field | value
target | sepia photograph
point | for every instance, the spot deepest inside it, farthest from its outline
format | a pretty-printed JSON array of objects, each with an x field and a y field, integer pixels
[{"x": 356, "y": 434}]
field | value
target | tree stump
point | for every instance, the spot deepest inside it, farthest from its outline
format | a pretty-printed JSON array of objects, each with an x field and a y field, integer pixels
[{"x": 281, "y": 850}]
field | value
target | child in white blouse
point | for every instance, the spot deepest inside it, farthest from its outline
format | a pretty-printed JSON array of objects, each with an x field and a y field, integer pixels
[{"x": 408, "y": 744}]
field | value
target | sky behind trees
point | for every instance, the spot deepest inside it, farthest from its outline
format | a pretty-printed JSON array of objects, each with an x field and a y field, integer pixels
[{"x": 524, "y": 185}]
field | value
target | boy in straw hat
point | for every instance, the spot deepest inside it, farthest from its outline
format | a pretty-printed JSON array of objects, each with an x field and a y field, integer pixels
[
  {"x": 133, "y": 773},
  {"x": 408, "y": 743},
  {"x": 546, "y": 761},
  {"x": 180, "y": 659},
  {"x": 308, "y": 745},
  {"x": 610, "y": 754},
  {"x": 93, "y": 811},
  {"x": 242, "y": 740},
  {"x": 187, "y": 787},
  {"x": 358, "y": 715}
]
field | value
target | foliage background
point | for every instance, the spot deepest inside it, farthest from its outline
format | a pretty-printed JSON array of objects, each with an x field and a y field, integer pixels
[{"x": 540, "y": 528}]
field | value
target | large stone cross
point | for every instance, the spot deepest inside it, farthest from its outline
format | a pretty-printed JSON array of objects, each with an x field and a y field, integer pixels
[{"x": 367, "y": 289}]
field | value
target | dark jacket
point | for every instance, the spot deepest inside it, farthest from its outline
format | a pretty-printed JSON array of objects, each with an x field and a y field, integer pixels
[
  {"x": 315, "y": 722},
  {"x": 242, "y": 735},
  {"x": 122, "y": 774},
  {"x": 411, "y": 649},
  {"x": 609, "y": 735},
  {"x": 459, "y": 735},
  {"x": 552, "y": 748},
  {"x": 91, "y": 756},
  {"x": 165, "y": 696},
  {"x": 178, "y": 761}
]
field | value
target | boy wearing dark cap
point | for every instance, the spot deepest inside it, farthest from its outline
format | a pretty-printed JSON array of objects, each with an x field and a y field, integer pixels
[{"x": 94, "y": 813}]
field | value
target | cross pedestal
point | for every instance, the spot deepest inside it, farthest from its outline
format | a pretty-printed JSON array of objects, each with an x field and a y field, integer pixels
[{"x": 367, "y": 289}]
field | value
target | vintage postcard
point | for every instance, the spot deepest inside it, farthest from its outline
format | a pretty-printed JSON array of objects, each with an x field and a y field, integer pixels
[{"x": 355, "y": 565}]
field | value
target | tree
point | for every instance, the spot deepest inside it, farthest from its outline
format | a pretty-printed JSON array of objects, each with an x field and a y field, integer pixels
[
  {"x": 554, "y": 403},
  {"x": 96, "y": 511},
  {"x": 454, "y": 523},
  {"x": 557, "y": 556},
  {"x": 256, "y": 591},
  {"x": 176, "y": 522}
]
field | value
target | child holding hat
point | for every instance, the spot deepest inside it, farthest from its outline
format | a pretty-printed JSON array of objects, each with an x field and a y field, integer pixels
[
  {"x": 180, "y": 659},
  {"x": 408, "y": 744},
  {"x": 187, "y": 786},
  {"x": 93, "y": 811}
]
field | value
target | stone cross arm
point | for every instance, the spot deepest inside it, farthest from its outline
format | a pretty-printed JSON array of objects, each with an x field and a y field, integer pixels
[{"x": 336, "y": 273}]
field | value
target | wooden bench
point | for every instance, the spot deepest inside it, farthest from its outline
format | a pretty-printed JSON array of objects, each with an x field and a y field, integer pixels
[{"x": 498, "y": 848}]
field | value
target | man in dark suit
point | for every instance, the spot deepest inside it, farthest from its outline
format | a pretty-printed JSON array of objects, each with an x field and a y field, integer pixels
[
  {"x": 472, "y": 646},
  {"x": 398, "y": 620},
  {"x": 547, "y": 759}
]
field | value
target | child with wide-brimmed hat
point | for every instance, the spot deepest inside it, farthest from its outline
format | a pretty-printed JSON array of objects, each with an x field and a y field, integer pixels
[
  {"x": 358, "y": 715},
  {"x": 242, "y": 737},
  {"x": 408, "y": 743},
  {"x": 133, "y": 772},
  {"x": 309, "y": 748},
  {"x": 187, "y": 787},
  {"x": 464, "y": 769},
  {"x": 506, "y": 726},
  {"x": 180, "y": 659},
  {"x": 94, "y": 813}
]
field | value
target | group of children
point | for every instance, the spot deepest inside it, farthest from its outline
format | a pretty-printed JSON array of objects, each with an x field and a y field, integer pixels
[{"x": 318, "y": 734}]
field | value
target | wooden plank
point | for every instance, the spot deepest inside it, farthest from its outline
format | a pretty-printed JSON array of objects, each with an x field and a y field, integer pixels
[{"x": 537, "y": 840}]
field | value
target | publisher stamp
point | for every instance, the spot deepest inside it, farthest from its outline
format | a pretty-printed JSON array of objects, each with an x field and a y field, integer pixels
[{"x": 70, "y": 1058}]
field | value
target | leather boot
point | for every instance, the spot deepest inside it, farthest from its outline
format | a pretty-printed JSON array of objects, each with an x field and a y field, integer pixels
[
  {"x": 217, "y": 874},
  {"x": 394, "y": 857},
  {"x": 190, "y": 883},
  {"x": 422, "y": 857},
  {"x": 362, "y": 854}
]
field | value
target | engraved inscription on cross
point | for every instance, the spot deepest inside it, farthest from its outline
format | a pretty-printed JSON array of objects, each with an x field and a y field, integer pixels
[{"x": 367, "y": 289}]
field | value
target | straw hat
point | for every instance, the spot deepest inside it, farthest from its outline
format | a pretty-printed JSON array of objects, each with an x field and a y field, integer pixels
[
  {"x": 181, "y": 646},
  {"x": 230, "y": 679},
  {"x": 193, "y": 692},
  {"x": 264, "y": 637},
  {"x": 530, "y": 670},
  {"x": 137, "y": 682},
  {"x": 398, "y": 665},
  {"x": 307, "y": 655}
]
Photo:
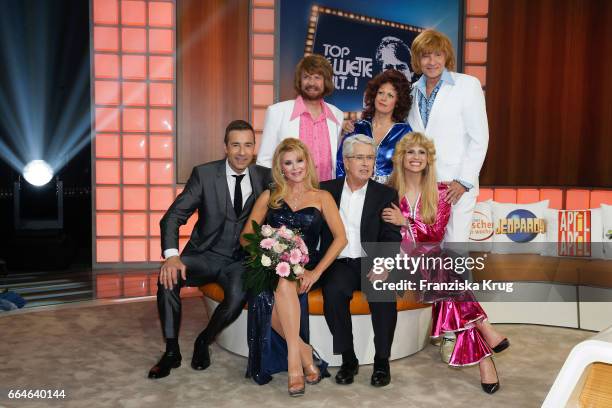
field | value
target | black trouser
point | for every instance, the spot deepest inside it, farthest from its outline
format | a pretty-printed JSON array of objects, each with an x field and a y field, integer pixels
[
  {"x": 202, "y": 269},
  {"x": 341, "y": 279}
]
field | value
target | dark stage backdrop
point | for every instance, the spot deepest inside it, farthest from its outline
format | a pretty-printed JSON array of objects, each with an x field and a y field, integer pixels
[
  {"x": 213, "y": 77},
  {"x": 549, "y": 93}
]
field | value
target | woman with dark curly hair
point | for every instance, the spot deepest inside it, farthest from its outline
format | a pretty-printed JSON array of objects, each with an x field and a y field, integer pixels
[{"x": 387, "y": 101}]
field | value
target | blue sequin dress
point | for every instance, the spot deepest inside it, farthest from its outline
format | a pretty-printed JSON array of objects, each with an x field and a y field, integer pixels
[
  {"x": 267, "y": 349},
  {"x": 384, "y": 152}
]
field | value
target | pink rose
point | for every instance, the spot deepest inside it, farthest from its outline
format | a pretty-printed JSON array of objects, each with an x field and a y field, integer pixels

━━━━━━━━━━

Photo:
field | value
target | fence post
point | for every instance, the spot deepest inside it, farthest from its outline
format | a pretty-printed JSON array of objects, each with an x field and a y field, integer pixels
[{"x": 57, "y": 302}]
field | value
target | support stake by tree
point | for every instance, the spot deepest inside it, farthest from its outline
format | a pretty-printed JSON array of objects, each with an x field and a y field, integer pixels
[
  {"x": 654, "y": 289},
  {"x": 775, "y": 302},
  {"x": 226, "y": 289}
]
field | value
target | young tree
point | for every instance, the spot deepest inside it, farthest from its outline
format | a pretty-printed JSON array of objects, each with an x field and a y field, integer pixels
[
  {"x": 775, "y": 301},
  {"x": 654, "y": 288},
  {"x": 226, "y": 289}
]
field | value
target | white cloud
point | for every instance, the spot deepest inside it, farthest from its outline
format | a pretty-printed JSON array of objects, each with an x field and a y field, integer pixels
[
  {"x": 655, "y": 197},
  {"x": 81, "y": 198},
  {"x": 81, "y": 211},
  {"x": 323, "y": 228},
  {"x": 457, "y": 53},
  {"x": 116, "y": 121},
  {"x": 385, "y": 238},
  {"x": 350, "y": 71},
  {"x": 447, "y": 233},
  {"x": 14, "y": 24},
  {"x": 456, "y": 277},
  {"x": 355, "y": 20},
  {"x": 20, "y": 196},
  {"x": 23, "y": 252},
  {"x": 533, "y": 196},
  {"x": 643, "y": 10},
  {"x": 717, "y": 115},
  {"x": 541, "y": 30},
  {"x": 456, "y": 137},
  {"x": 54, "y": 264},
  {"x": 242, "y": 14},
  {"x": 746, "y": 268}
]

━━━━━━━━━━

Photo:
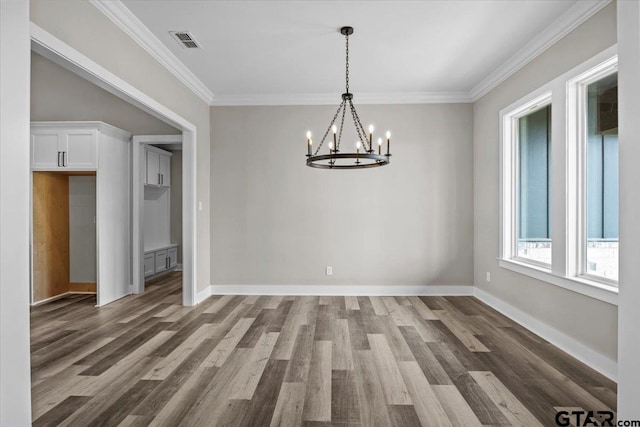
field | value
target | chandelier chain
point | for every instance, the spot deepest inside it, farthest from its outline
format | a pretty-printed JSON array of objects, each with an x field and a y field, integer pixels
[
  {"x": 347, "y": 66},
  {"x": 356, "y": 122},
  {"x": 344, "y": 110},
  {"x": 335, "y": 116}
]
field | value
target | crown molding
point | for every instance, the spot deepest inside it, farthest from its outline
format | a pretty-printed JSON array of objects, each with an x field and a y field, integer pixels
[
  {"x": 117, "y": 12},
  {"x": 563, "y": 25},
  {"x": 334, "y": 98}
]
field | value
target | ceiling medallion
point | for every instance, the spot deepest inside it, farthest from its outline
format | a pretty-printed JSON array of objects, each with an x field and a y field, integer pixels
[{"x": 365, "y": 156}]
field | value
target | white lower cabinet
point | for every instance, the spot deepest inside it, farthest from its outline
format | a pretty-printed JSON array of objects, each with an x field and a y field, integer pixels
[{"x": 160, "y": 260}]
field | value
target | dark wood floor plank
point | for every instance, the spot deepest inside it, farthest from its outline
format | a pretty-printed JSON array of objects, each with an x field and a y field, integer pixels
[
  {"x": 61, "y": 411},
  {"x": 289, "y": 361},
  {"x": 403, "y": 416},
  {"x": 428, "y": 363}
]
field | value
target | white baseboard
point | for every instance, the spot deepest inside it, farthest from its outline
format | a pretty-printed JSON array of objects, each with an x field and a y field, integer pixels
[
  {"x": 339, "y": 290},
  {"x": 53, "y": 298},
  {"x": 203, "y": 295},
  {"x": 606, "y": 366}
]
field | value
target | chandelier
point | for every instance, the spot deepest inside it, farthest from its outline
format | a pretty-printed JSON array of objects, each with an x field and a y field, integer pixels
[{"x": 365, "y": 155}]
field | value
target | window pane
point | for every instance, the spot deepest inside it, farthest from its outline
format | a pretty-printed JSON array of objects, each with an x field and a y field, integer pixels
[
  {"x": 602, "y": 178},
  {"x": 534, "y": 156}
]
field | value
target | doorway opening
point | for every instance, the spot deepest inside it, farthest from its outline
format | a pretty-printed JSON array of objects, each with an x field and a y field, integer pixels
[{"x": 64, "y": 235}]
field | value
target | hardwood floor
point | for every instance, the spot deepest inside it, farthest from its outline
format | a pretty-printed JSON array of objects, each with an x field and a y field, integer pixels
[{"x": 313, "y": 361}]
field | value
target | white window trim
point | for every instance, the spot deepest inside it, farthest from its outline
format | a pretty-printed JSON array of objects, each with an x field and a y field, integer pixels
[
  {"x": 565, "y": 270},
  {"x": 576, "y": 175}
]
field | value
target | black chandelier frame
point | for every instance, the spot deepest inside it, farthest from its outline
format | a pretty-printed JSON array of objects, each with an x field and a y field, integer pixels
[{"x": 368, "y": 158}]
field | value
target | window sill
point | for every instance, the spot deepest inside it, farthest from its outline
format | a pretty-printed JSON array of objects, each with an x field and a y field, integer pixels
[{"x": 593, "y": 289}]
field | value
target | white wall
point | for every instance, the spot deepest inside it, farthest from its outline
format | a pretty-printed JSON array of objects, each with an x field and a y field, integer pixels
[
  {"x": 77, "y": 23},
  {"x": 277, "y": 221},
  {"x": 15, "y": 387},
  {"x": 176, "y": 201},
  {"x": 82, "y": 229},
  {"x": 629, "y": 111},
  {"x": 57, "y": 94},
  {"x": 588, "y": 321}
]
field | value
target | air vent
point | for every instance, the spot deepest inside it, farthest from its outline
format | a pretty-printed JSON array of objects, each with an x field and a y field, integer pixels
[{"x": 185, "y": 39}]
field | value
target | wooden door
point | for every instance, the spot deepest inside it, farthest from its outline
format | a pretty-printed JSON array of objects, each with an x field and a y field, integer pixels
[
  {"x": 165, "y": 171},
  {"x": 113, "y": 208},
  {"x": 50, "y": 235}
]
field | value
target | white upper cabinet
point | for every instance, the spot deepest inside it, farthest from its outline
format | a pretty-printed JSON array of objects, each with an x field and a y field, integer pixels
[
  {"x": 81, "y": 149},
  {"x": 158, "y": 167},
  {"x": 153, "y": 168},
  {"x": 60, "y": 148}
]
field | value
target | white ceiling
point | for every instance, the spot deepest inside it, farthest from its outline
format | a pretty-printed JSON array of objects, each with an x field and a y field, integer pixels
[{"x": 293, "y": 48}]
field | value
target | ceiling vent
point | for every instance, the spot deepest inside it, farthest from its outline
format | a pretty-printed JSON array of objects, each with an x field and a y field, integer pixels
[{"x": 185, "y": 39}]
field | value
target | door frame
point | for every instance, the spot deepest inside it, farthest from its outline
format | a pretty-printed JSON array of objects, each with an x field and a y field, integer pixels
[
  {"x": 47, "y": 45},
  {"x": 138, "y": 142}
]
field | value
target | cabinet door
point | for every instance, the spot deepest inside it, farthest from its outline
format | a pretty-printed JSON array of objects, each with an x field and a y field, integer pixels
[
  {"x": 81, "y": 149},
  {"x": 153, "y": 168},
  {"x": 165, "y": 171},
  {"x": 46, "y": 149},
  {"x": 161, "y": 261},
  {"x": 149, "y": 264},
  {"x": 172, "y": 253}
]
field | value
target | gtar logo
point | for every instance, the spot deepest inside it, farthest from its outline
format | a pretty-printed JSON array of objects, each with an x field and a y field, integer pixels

━━━━━━━━━━

Count the lines in the data above that contain the word "cabinet" and give only that number.

3